INSTRUCTIONS TO FOLLOW:
Rewrite the lines below as a Markdown table with two columns, Number and Line. Give each non-blank line its own row, numbered in order, and leave out blank lines.

### LISTING

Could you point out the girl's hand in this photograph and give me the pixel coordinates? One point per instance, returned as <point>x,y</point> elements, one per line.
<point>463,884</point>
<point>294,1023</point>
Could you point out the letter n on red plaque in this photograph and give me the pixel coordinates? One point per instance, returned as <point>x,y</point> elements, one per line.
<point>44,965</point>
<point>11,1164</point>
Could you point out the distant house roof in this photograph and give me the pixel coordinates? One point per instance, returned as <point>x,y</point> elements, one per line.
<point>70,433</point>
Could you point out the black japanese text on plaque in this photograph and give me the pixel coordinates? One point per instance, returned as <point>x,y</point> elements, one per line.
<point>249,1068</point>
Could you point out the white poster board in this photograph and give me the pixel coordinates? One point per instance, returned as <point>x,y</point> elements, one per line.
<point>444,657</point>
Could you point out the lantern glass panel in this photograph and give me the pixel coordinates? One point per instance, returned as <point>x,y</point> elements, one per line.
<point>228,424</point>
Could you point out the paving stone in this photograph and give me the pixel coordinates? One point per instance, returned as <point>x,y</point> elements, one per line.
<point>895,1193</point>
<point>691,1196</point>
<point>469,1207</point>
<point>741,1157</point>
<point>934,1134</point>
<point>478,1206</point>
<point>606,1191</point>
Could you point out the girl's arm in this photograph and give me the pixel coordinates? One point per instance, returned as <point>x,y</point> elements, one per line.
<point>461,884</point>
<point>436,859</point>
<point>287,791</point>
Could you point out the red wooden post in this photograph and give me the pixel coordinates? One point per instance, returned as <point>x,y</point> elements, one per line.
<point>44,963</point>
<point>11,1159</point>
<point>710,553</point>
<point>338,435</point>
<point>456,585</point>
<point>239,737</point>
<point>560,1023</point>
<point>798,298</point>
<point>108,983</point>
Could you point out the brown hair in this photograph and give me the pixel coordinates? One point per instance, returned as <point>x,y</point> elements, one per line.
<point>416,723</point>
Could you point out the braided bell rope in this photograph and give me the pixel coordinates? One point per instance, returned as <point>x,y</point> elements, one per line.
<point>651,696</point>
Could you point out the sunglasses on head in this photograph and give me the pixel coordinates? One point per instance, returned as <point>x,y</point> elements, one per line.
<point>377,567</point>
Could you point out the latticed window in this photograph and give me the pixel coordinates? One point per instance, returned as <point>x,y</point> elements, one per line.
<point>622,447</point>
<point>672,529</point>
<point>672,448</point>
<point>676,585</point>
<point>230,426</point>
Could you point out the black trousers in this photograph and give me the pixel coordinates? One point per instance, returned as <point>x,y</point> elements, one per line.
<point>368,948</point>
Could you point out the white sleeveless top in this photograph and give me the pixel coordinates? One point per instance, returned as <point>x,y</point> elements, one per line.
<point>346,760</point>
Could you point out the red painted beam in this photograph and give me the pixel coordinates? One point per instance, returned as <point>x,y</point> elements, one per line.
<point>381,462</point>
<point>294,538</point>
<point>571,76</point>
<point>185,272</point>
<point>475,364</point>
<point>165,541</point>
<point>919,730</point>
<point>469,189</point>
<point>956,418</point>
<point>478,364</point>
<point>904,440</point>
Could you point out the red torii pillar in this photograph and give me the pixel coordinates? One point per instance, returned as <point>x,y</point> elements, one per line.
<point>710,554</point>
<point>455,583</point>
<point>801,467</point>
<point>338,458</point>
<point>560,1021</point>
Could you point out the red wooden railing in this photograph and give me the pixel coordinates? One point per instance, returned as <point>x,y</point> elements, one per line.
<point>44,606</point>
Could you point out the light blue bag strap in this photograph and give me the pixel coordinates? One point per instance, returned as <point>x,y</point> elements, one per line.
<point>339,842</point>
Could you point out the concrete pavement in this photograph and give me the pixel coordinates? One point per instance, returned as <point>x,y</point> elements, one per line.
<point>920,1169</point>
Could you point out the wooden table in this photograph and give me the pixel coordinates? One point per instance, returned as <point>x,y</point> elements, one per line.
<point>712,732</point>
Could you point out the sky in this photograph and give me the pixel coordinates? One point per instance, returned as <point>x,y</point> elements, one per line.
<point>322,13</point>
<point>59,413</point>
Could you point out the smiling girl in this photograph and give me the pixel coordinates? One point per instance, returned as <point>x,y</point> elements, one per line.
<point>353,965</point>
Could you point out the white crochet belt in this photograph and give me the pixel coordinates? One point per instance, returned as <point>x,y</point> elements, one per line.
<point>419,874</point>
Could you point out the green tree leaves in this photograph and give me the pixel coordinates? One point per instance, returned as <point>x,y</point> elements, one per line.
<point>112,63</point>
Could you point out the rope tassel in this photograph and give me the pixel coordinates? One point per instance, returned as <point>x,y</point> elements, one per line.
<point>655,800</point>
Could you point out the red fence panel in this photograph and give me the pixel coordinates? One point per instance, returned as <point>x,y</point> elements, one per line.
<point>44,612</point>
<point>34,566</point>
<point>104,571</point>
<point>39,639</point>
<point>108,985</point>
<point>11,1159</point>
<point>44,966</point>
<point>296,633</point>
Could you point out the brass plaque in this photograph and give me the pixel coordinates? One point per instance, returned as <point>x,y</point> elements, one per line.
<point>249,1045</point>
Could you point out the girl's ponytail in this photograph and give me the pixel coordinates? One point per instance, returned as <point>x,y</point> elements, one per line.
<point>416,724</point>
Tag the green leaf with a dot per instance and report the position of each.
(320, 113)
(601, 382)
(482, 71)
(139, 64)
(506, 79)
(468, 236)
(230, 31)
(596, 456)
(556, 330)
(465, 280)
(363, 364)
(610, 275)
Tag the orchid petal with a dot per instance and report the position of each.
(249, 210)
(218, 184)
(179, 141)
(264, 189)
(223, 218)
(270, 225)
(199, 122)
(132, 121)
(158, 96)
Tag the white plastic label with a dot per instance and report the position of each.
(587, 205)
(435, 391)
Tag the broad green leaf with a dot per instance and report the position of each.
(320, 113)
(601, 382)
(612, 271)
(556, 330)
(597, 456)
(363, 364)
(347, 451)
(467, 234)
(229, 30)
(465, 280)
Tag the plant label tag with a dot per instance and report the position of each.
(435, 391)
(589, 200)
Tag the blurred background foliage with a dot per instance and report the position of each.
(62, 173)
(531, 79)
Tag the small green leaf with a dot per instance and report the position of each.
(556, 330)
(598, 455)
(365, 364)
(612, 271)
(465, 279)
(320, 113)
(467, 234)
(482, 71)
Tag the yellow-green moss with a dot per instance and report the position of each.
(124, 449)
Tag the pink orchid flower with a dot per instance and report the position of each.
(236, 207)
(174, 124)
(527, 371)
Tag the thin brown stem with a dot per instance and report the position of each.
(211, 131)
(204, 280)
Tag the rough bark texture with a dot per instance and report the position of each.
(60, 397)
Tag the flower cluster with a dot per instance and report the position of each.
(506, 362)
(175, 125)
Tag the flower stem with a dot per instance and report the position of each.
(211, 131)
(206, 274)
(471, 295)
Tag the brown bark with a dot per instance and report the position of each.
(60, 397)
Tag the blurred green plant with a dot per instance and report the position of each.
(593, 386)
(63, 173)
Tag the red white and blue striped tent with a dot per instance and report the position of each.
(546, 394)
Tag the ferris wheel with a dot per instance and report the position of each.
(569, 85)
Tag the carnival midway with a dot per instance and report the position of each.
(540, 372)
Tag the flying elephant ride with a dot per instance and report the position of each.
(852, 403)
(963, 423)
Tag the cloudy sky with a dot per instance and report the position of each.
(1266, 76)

######

FINISHED TASK:
| Number | Line |
|---|---|
| 1 | Could you point out the girl's hand in this photograph and give me the pixel coordinates? One point per instance, returned as <point>x,y</point> elements, one per line. |
| 2 | <point>463,884</point> |
| 3 | <point>294,1023</point> |
| 4 | Could you point out the letter n on red plaque in this photograph and give me the pixel coordinates? One point per instance, returned as <point>x,y</point> elements, one per line. |
| 5 | <point>44,965</point> |
| 6 | <point>11,1164</point> |
| 7 | Could you point out the distant house roof in this photograph and give me the pixel coordinates? One point per instance, returned as <point>x,y</point> elements, one per line. |
| 8 | <point>70,433</point> |
| 9 | Could you point out the black japanese text on plaque in this photograph and give me the pixel coordinates? One point per instance, returned as <point>x,y</point> elements, one per line. |
| 10 | <point>249,1068</point> |
| 11 | Could you point out the white poster board in this photograph and give me the pixel coordinates? One point per instance, returned as <point>x,y</point> elements, one per line. |
| 12 | <point>444,657</point> |
| 13 | Could you point out the lantern glass panel in this photograph and give me the pixel coordinates? One point per instance, returned as <point>x,y</point> elements, one per line. |
| 14 | <point>228,424</point> |
| 15 | Could you point out the paving stone in this photograph and give me the pixel coordinates? One point per instance, returned as <point>x,y</point> elements, one per line. |
| 16 | <point>895,1193</point> |
| 17 | <point>691,1196</point> |
| 18 | <point>469,1207</point> |
| 19 | <point>741,1157</point> |
| 20 | <point>934,1134</point> |
| 21 | <point>478,1206</point> |
| 22 | <point>606,1191</point> |
| 23 | Could you point out the girl's arm in this photograph and give me the pixel coordinates? One point per instance, returned as <point>x,y</point> elements, one per line. |
| 24 | <point>461,884</point> |
| 25 | <point>436,859</point> |
| 26 | <point>287,791</point> |
| 27 | Could you point out the red wooden post in this photograph and give me the pixel coordinates? One point per instance, returned as <point>x,y</point> elements, one per line. |
| 28 | <point>44,963</point> |
| 29 | <point>11,1159</point> |
| 30 | <point>710,553</point> |
| 31 | <point>338,435</point> |
| 32 | <point>456,585</point> |
| 33 | <point>239,737</point> |
| 34 | <point>560,1023</point> |
| 35 | <point>798,298</point> |
| 36 | <point>108,983</point> |
| 37 | Could you point out the brown hair in this photograph and give me the pixel coordinates? One point per instance, returned as <point>x,y</point> elements, one per line. |
| 38 | <point>416,723</point> |
| 39 | Could you point out the braided bell rope in this photograph and give me the pixel coordinates? One point per instance, returned as <point>x,y</point> elements, one per line. |
| 40 | <point>651,696</point> |
| 41 | Could you point out the sunglasses on head in this photograph and give me the pixel coordinates? One point per instance, returned as <point>x,y</point> elements, one per line. |
| 42 | <point>377,567</point> |
| 43 | Could you point out the latticed window in this photograph and give me the pixel coordinates? One point per instance, returned as <point>x,y</point> elements, one per line. |
| 44 | <point>622,447</point> |
| 45 | <point>672,529</point> |
| 46 | <point>672,448</point> |
| 47 | <point>676,585</point> |
| 48 | <point>230,426</point> |
| 49 | Could you point out the black trousers in this photograph and give me the pixel coordinates? One point per instance, returned as <point>x,y</point> elements, one per line. |
| 50 | <point>368,948</point> |
| 51 | Could you point out the white sleeveless top in this photograph and give me the pixel coordinates? One point per instance, returned as <point>x,y</point> elements, one per line. |
| 52 | <point>346,760</point> |
| 53 | Could you point out the red painted beam in this photograph and give me the pixel coordinates? One point per instance, returned as <point>x,y</point> elements, one per line. |
| 54 | <point>381,462</point> |
| 55 | <point>294,538</point> |
| 56 | <point>571,76</point> |
| 57 | <point>185,272</point> |
| 58 | <point>475,364</point> |
| 59 | <point>165,541</point> |
| 60 | <point>919,730</point> |
| 61 | <point>469,189</point> |
| 62 | <point>956,418</point> |
| 63 | <point>478,364</point> |
| 64 | <point>904,440</point> |
| 65 | Could you point out the red torii pillar in this photograph and give me the pixel coordinates? One point per instance, returned as <point>x,y</point> elements, one per line. |
| 66 | <point>710,554</point> |
| 67 | <point>455,583</point> |
| 68 | <point>801,467</point> |
| 69 | <point>338,458</point> |
| 70 | <point>560,1021</point> |
| 71 | Could you point out the red wooden railing in this photograph and give me the pixel coordinates? One point per instance, returned as <point>x,y</point> elements, one per line. |
| 72 | <point>44,606</point> |
| 73 | Could you point out the light blue bag strap in this photograph and give me the pixel coordinates? One point per instance, returned as <point>x,y</point> elements, one per line. |
| 74 | <point>339,842</point> |
| 75 | Could you point out the concrete pavement in this photograph and give me the pixel coordinates? One point per instance, returned as <point>x,y</point> elements, one per line. |
| 76 | <point>920,1169</point> |
| 77 | Could you point out the wooden table in this photograph and give me the pixel coordinates? One point per instance, returned as <point>x,y</point> elements, one per line. |
| 78 | <point>712,732</point> |
| 79 | Could you point out the sky in this photograph and give me the pixel coordinates? One point per instance, returned as <point>x,y</point> elements, one per line. |
| 80 | <point>322,13</point> |
| 81 | <point>59,413</point> |
| 82 | Could you point out the smiling girl in this photograph and give me the pixel coordinates? One point per instance, returned as <point>x,y</point> elements, one per line. |
| 83 | <point>353,965</point> |
| 84 | Could you point out the white crochet belt in this photograph and give me the pixel coordinates? One point per instance, returned as <point>x,y</point> elements, one per line. |
| 85 | <point>419,874</point> |
| 86 | Could you point out the green tree leaves in this photograph and give me the pixel coordinates? One point per instance, returned as <point>x,y</point> elements, one per line. |
| 87 | <point>112,63</point> |
| 88 | Could you point out the rope tassel in this photograph and give me the pixel coordinates? One point per instance, returned as <point>x,y</point> elements, one per line. |
| 89 | <point>655,800</point> |
| 90 | Could you point out the red fence panel in this photograph and give me the pixel coordinates? One point per instance, returned as <point>x,y</point> elements, one per line. |
| 91 | <point>44,612</point> |
| 92 | <point>34,566</point> |
| 93 | <point>104,571</point> |
| 94 | <point>39,639</point> |
| 95 | <point>108,985</point> |
| 96 | <point>11,1159</point> |
| 97 | <point>44,966</point> |
| 98 | <point>296,633</point> |
| 99 | Could you point out the brass plaque in this photograph and give me the pixel coordinates? One point per instance, returned as <point>x,y</point> elements, one per line. |
| 100 | <point>249,1045</point> |
| 101 | Could you point out the girl's ponytail in this photograph and give me the pixel coordinates? One point per instance, returned as <point>x,y</point> elements, one per line. |
| 102 | <point>416,724</point> |
| 103 | Tag the green leaf with a dot per instance and report the position of each. |
| 104 | (320, 113) |
| 105 | (601, 382) |
| 106 | (482, 71) |
| 107 | (139, 64) |
| 108 | (506, 79) |
| 109 | (468, 236) |
| 110 | (230, 31) |
| 111 | (596, 456) |
| 112 | (556, 330) |
| 113 | (465, 280) |
| 114 | (363, 364) |
| 115 | (610, 275) |
| 116 | Tag the orchid petal with a dot per instance and report the position of each. |
| 117 | (249, 210) |
| 118 | (218, 184) |
| 119 | (179, 141) |
| 120 | (264, 189) |
| 121 | (223, 218) |
| 122 | (270, 225) |
| 123 | (199, 122) |
| 124 | (132, 121) |
| 125 | (158, 96) |
| 126 | Tag the white plastic label with a dot per instance and report the position of each. |
| 127 | (587, 205) |
| 128 | (435, 391) |
| 129 | Tag the broad green leaf with a dot per instance and report the position of each. |
| 130 | (320, 113) |
| 131 | (601, 382) |
| 132 | (612, 271) |
| 133 | (556, 330) |
| 134 | (597, 456) |
| 135 | (363, 364) |
| 136 | (347, 451) |
| 137 | (467, 234) |
| 138 | (229, 30) |
| 139 | (465, 280) |
| 140 | Tag the plant label tag with a dot per instance and report the position of each. |
| 141 | (435, 391) |
| 142 | (589, 200) |
| 143 | Tag the blurred background foliage with a dot per instance and report the position of each. |
| 144 | (62, 173) |
| 145 | (531, 79) |
| 146 | Tag the small green leaf with a dot per instance and report the position of each. |
| 147 | (556, 330) |
| 148 | (598, 455) |
| 149 | (365, 364) |
| 150 | (612, 271) |
| 151 | (465, 279) |
| 152 | (320, 113) |
| 153 | (467, 234) |
| 154 | (482, 71) |
| 155 | Tag the yellow-green moss with a dot per instance and report the position of each. |
| 156 | (124, 449) |
| 157 | Tag the pink orchid flower with a dot per instance and report the position of each. |
| 158 | (236, 207) |
| 159 | (174, 124) |
| 160 | (527, 371) |
| 161 | Tag the thin brown stem with a dot per instance and report the position of each. |
| 162 | (211, 131) |
| 163 | (204, 280) |
| 164 | Tag the rough bark texture with a dot per instance and report the position of each. |
| 165 | (60, 397) |
| 166 | Tag the flower cluster with a dot per instance and report the position of each. |
| 167 | (506, 362) |
| 168 | (175, 125) |
| 169 | Tag the flower stem with a dot per instance and report the position of each. |
| 170 | (211, 131) |
| 171 | (206, 274) |
| 172 | (471, 295) |
| 173 | Tag the brown bark with a dot per instance and report the position of each. |
| 174 | (60, 397) |
| 175 | Tag the blurred green plant with a dot per instance and report the position of each. |
| 176 | (593, 386) |
| 177 | (63, 173) |
| 178 | Tag the red white and blue striped tent with a dot per instance and report the position of each. |
| 179 | (546, 394) |
| 180 | Tag the ferris wheel with a dot per instance and report the position of each. |
| 181 | (569, 85) |
| 182 | Tag the carnival midway with a dot per instance and report the position of each. |
| 183 | (540, 372) |
| 184 | Tag the flying elephant ride with a dot per instance and report the position of each. |
| 185 | (852, 403) |
| 186 | (963, 423) |
| 187 | Tag the cloudy sky with a dot per instance and report the position of each. |
| 188 | (1266, 76) |